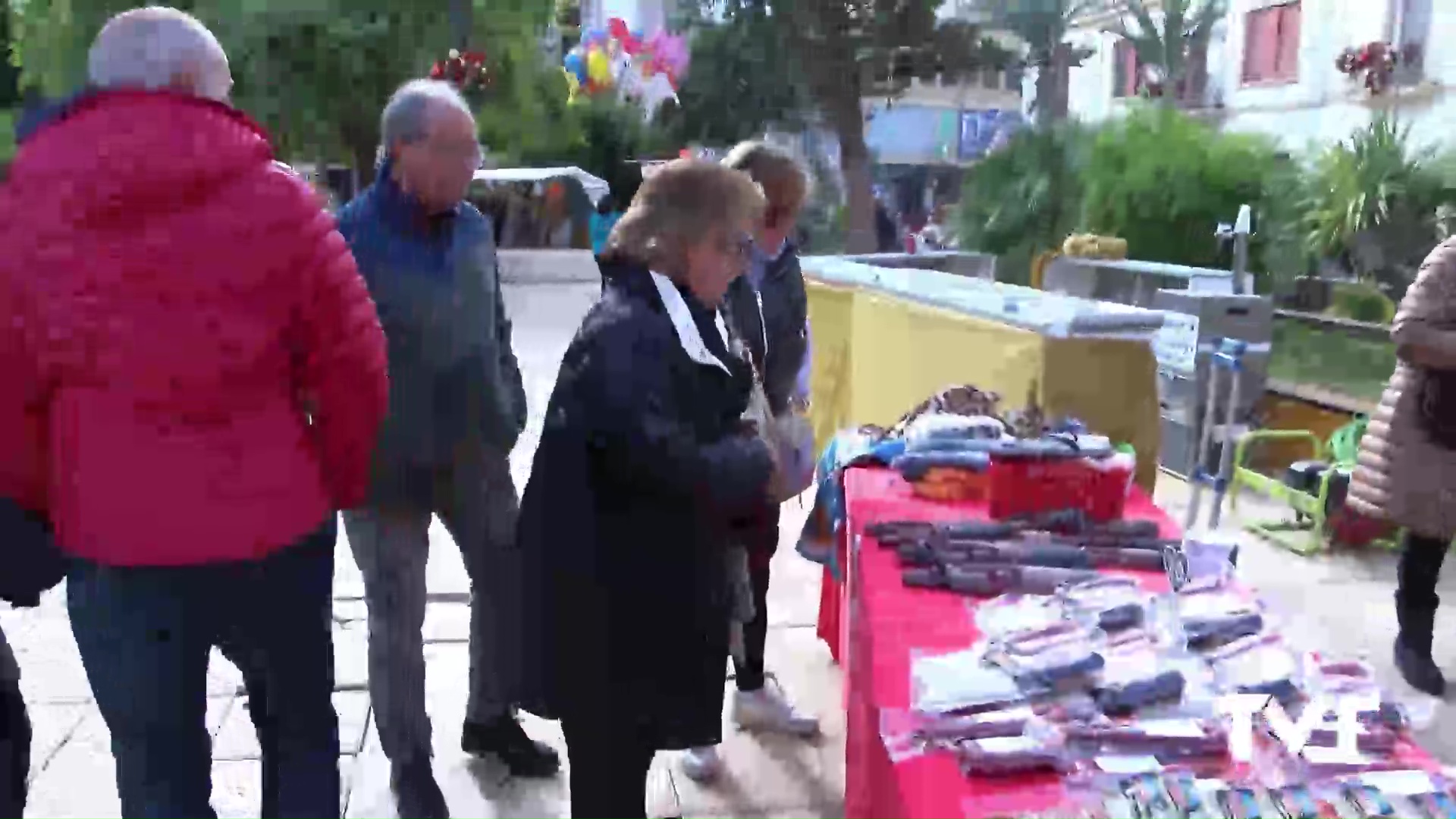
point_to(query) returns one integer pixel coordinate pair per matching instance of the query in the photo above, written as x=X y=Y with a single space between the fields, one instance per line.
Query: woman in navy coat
x=642 y=463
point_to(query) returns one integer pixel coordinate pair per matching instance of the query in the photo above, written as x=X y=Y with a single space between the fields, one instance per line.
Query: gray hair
x=406 y=114
x=158 y=49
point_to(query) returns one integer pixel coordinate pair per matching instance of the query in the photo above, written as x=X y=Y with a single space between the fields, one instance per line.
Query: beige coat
x=1401 y=474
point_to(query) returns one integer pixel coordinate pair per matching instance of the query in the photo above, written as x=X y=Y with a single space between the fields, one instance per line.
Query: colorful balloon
x=672 y=50
x=599 y=67
x=576 y=66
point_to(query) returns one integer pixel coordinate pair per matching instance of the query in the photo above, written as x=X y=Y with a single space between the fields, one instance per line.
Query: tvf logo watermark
x=1296 y=735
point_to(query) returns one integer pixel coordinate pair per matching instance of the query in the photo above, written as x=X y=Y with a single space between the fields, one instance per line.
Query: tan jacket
x=1402 y=475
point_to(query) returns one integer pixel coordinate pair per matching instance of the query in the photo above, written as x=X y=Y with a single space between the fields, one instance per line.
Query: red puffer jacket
x=174 y=309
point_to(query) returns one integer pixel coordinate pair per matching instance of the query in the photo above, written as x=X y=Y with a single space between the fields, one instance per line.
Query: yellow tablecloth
x=875 y=356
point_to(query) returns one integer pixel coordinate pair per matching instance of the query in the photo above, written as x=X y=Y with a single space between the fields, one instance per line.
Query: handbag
x=791 y=435
x=33 y=563
x=1436 y=407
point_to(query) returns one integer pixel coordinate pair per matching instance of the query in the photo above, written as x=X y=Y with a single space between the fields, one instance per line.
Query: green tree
x=745 y=77
x=1171 y=46
x=315 y=72
x=856 y=49
x=1025 y=197
x=1043 y=27
x=1164 y=181
x=1378 y=203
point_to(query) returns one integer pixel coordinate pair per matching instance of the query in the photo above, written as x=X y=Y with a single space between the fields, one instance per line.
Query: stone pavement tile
x=223 y=678
x=52 y=726
x=821 y=812
x=52 y=667
x=350 y=611
x=351 y=656
x=237 y=787
x=354 y=720
x=447 y=623
x=80 y=781
x=794 y=589
x=770 y=773
x=348 y=583
x=237 y=741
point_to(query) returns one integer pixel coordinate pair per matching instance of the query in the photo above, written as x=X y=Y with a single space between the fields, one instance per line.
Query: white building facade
x=1272 y=69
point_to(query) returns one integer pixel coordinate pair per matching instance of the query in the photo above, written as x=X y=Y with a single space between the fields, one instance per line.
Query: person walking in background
x=642 y=464
x=200 y=404
x=603 y=221
x=887 y=234
x=769 y=309
x=1407 y=466
x=15 y=736
x=456 y=409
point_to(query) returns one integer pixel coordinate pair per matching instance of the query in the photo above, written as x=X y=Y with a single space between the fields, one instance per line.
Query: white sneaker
x=702 y=764
x=767 y=710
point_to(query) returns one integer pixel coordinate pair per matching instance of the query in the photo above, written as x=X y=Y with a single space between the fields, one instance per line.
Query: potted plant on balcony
x=1373 y=61
x=465 y=71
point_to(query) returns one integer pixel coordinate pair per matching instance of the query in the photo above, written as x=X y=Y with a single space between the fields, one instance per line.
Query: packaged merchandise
x=1001 y=757
x=1296 y=802
x=1015 y=613
x=1433 y=805
x=910 y=733
x=1367 y=800
x=960 y=681
x=1059 y=657
x=1111 y=604
x=929 y=430
x=1241 y=803
x=1257 y=665
x=1216 y=615
x=1351 y=678
x=1165 y=739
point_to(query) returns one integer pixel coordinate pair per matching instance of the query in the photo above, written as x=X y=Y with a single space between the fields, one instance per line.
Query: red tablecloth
x=874 y=624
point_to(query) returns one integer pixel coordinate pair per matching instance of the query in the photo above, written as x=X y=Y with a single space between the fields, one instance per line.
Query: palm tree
x=1043 y=27
x=1172 y=49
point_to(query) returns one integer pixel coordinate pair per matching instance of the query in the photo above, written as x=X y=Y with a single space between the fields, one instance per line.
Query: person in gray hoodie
x=456 y=409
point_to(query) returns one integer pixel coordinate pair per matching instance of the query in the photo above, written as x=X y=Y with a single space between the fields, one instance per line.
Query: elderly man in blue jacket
x=456 y=409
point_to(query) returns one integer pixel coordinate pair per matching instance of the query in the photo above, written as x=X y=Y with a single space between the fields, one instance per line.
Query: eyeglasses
x=469 y=152
x=740 y=245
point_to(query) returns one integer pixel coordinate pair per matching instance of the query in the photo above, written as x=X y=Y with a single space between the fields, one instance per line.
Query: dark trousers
x=1420 y=569
x=15 y=738
x=145 y=635
x=609 y=765
x=748 y=673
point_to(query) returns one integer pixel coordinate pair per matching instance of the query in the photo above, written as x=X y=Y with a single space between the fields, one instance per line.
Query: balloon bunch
x=622 y=60
x=463 y=71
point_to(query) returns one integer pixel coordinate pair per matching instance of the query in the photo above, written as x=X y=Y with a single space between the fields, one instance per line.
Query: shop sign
x=983 y=131
x=1296 y=735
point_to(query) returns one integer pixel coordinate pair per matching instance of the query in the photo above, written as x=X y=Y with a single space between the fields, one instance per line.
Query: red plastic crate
x=1031 y=485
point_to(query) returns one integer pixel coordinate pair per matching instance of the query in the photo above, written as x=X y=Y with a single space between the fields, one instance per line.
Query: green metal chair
x=1308 y=532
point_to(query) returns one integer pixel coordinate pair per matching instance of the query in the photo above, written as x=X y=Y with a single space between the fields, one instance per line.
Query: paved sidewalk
x=1334 y=602
x=73 y=771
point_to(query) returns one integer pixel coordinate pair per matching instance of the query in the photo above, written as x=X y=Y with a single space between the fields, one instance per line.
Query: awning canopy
x=596 y=188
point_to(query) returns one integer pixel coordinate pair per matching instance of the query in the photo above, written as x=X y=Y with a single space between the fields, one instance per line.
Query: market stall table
x=875 y=627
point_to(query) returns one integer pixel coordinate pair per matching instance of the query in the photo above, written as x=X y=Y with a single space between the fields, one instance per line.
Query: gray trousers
x=478 y=504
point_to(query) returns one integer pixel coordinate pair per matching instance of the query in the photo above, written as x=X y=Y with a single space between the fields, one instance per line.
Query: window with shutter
x=1125 y=69
x=1272 y=44
x=1411 y=39
x=1286 y=55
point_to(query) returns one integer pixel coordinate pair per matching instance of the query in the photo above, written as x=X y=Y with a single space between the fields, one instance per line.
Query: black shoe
x=417 y=793
x=506 y=739
x=1413 y=646
x=1419 y=670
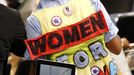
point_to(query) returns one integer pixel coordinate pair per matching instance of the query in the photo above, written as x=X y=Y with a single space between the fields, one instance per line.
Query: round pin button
x=67 y=11
x=56 y=21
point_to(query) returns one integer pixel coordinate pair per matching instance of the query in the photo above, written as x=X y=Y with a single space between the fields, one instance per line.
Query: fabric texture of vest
x=73 y=33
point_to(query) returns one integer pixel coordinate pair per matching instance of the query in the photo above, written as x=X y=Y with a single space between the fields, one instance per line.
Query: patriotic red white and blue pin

• _Problem description_: Rewrite the whole listing, replacing every "single space" with "single tab" and leaving everything else unchanged. Leave the pictures out of your answer.

• _Written solution_:
point_to(query) returns one integer pixel coordinate pair per matching instance of the query in the photo above, written as x=X y=Y with a single tab between the fields, one instance per line.
Query: woman in navy coat
x=642 y=463
point_to(query) returns one integer pixel coordinate pair per matching instance of the query in the photo above, written as x=X y=Y with a single tab between the fields, one instance per line.
Query: gray hair
x=406 y=114
x=158 y=49
point_to(query) returns one integer pixel coordinate pair per matching instance of the query in the photo above, written as x=X y=Y with a single tab between the fields, one instance per line.
Query: beige coat
x=1401 y=474
point_to(query) returns one integer pixel coordinate pair per matching instance of the query in the photo above, written as x=X y=Y with a single tab between the fields, one instance per line.
Query: colorful balloon
x=672 y=50
x=599 y=67
x=576 y=66
point_to(query) returns one integer pixel coordinate pair per matching instance of the query in the photo above, written as x=X y=Y with a single tab between the fields, one instance per line.
Query: tvf logo watermark
x=1296 y=735
point_to(query) returns one integer pixel coordinate pair per matching instance of the query in the photo above, written as x=X y=Y with a single tab between the fields, one instance per line.
Query: tan jacket
x=1402 y=475
point_to(query) returns one integer pixel coordinate pair per matching instance of the query in the photo above, written as x=X y=Y with a single tab between the fields, one instance per line.
Query: red puffer jacket
x=174 y=309
point_to(query) returns one integer pixel coordinate pair per matching instance of the query in the photo above, written as x=X y=Y with a single tab between the fields, one instance per line.
Query: yellow tablecloth
x=875 y=356
point_to(query) returns one integer pixel coordinate pair per matching instance of the query in the photo above, written as x=X y=Y with a single tab between the fields, one instance per line.
Query: handbag
x=791 y=435
x=33 y=563
x=1436 y=407
point_to(query) returns one integer pixel coordinate pair per matching instance of the query in the photo above, written as x=X y=Y with a single tab between the fields, one instance per line.
Query: green tree
x=745 y=77
x=1171 y=46
x=315 y=72
x=856 y=49
x=1025 y=197
x=1043 y=27
x=1164 y=181
x=1378 y=203
point_to(query) returns one integer pixel coordinate pair per matching instance of the query in the photo above, written as x=X y=Y with a single tab between the fields, one instance per line.
Query: stone pavement tile
x=223 y=678
x=52 y=726
x=821 y=812
x=52 y=667
x=350 y=611
x=351 y=656
x=237 y=787
x=354 y=720
x=447 y=623
x=80 y=781
x=794 y=589
x=770 y=773
x=348 y=583
x=237 y=741
point_to(query) returns one integer pixel coordinate pair per matching instance of the query in the photo above, written as x=X y=Y with a single tab between the fields, one instance per line.
Query: white building facade
x=1272 y=69
point_to(query) returns one integer pixel coordinate pair per matching instance of the query in the photo above, written as x=X y=Y with a single tab between the fields, one instance per line.
Query: person walking in background
x=642 y=464
x=200 y=404
x=603 y=221
x=887 y=234
x=769 y=309
x=1407 y=466
x=15 y=736
x=456 y=409
point_to(query) returns one integer pixel coordinate pair per matching instance of the query in the photo above, written as x=X y=Y with a single tab between the fields, one instance per line.
Query: white sneaker
x=702 y=764
x=767 y=710
point_to(query) returns one integer pixel coordinate pair per matching instance of the query in the photo above, written as x=X y=Y with a single tab between the fields, one instance per line.
Query: potted plant on balcony
x=1373 y=61
x=465 y=71
point_to(query) returns one integer pixel coordinate pair per matching instance of the query in the photo above, written as x=X y=Y with a single tab between the fields, one instance per line.
Query: packaged merchandise
x=1001 y=757
x=1296 y=802
x=1015 y=613
x=1433 y=805
x=910 y=733
x=1367 y=800
x=960 y=681
x=1059 y=657
x=1111 y=604
x=929 y=430
x=1241 y=803
x=1257 y=665
x=1216 y=615
x=1351 y=678
x=1165 y=739
point_to(query) returns one integer pixel coordinate pair per matching instance of the query in the photo above, written as x=X y=Y with a single tab between the fields, one instance per line.
Query: red tablecloth
x=874 y=624
point_to(query) returns one integer pixel coordinate pair per matching instance of the query in the photo above, written as x=X y=Y with a single tab between the fields, one instance per line.
Query: palm tree
x=1043 y=27
x=1172 y=49
point_to(query) returns one integer pixel coordinate pair per matching instance of the query in the photo above, written as x=X y=Y with a single tab between the fields, one instance per line.
Query: person in gray hoodie
x=456 y=409
point_to(query) returns one integer pixel coordinate pair per matching instance of the query in the photo above, written as x=X y=Y with a single tab between the fields, one instance per line.
Query: elderly man in blue jacket
x=456 y=409
point_to(query) returns one integer pixel coordinate pair per matching instance of the query in the photo above, written as x=X y=Y with a single tab between the fields, one instance per line.
Query: eyeglasses
x=469 y=152
x=740 y=245
point_to(query) returns one integer pixel coordinate pair per matching instance of the query in the photo above, written as x=X y=Y with a single tab between the fields, one instance per line.
Query: dark trousers
x=1420 y=569
x=15 y=738
x=145 y=635
x=609 y=765
x=748 y=673
point_to(query) returns one integer pixel coordinate pair per matching instance of the query in the photo above, written as x=X y=Y with a single tab between the fields, one instance per line.
Query: balloon bunch
x=622 y=60
x=463 y=71
point_to(query) returns one integer pixel coordinate pair per matching instance of the query in the photo above, written as x=X y=Y with a single tab between the fields, one instance per line.
Query: shop sign
x=983 y=131
x=1296 y=735
point_to(query) returns one integer pixel coordinate pair per matching instance of the query in the photo above, written as x=X y=Y with a single tab between the fields, one instance per line.
Query: red plastic crate
x=1031 y=485
point_to(query) returns one integer pixel coordinate pair per matching instance of the query in the photo above, written as x=X y=Y with a single tab between the fields, one instance per line.
Query: green metal chair
x=1308 y=532
point_to(query) returns one integer pixel coordinate pair per matching instance of the query in the photo above, written as x=X y=Y with a single tab between the fields, one instance per line.
Query: paved sidewalk
x=1334 y=602
x=73 y=771
point_to(query) returns one integer pixel coordinate pair per matching instance of the query in the photo above, written as x=X y=Y with a single tab between the fields, one instance per line.
Query: awning canopy
x=596 y=188
point_to(query) returns one integer pixel coordinate pair per matching instance of the query in the photo above, written as x=X y=Y with a single tab between the fields, one instance per line.
Query: market stall table
x=875 y=627
point_to(query) returns one integer pixel coordinate pair per matching instance of the query in the photo above, written as x=X y=Y with a single tab between the fields, one instance per line.
Query: gray trousers
x=478 y=504
point_to(query) returns one integer pixel coordinate pair per matching instance of the query in the photo above, written as x=X y=Y with a single tab between the fields, one instance per line.
Query: window with shutter
x=1125 y=69
x=1272 y=44
x=1411 y=39
x=1286 y=55
point_to(query) returns one integer pixel coordinate pair per matching instance of the query in the photo above, written as x=X y=Y with a single tab between the fields, one instance per line.
Query: black shoe
x=417 y=793
x=506 y=739
x=1413 y=646
x=1419 y=670
point_to(query) returns one integer pixel coordinate pair per matching instance of the query in the photo above, written as x=X y=Y with a single tab between the fields, one instance per line.
Query: round pin button
x=67 y=11
x=56 y=21
point_to(query) returns one integer pixel coordinate pair per matching instance of the query in the photo above, written as x=X y=Y with a single tab between the fields, one instance per line.
Query: fabric texture of vest
x=73 y=33
point_to(query) returns one integer pixel coordinate pair per matching instance of the query in the photo above, written as x=X y=Y with a single tab between the fields, one instance per line.
Query: patriotic red white and blue pin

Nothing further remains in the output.